Dito isto, importa sublinhar que, contrariamente ao que acontecia nos processos em que o Tribunal de Justiça já teve oportunidade de se pronunciar, o processo principal diz respeito — conforme sublinhado anteriormente — a uma convenção coletiva celebrada por sindicatos que representam simultaneamente trabalhadores por conta de outrem e trabalhadores independentes. Além disso, as disposições da convenção em análise no processo principal não regulam nenhum dos aspetos tradicionais da relação de trabalho entre o empregador e o trabalhador (como a remuneração, o horário de trabalho e as férias), mas sim a relação entre o empregador e outra categoria de profissionais: os trabalhadores independentes.

87.

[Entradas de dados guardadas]

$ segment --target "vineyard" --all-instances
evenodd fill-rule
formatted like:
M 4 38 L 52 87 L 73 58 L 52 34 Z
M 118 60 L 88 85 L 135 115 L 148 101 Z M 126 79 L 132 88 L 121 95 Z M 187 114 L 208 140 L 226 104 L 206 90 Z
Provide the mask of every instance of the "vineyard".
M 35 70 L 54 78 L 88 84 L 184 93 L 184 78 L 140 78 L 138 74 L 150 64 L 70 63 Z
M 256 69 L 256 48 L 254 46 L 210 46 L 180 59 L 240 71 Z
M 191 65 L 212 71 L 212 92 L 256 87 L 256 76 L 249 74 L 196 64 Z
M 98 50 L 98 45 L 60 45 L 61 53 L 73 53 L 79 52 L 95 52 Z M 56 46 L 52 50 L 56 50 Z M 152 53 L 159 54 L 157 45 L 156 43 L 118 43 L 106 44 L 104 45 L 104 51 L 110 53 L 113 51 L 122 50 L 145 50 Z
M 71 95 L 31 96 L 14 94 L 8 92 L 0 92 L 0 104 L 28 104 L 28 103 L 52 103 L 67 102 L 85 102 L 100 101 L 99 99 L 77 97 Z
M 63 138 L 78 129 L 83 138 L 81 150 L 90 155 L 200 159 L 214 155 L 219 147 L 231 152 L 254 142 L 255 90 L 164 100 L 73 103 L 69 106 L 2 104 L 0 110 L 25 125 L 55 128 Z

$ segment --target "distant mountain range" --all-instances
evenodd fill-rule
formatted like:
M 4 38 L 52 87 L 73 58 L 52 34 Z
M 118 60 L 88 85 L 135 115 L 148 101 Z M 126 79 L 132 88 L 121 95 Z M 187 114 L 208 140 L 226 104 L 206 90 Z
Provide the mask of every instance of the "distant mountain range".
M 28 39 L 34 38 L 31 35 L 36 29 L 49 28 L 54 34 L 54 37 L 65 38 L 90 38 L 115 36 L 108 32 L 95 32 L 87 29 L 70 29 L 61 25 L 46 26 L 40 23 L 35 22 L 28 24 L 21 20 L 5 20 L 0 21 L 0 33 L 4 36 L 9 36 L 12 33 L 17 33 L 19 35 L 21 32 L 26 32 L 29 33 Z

## Trabalho pedido
A. De acordo com o excerto, que trabalhadores representam simultaneamente os sindicatos que celebraram a convenção coletiva do processo principal?
B. Indique se cada uma das afirmações seguintes está de acordo com o excerto, respondendo sim ou não e citando as palavras do texto que o decidem: (i) As disposições da convenção regulam a remuneração e as férias. (ii) As disposições da convenção regulam a relação entre o empregador e os trabalhadores independentes. (iii) O processo principal é semelhante aos processos em que o Tribunal de Justiça já se pronunciou.
C. Extraia do excerto, sem qualquer alteração, o trecho que vai de "Dito isto, importa" a "os trabalhadores independentes.".
Os dados não têm qualquer relação com o excerto.

## Resultados por tarefa
A. Representam simultaneamente trabalhadores por conta de outrem e trabalhadores independentes.

B.
(i) Não: "não regulam nenhum dos aspetos tradicionais da relação de trabalho entre o empregador e o trabalhador (como a remuneração, o horário de trabalho e as férias)"
(ii) Sim: "mas sim a relação entre o empregador e outra categoria de profissionais: os trabalhadores independentes"
(iii) Não: "contrariamente ao que acontecia nos processos em que o Tribunal de Justiça já teve oportunidade de se pronunciar"

C.
Dito isto, importa sublinhar que, contrariamente ao que acontecia nos processos em que o Tribunal de Justiça já teve oportunidade de se pronunciar, o processo principal diz respeito — conforme sublinhado anteriormente — a uma convenção coletiva celebrada por sindicatos que representam simultaneamente trabalhadores por conta de outrem e trabalhadores independentes. Além disso, as disposições da convenção em análise no processo principal não regulam nenhum dos aspetos tradicionais da relação de trabalho entre o empregador e o trabalhador (como a remuneração, o horário de trabalho e as férias), mas sim a relação entre o empregador e outra categoria de profissionais: os trabalhadores independentes.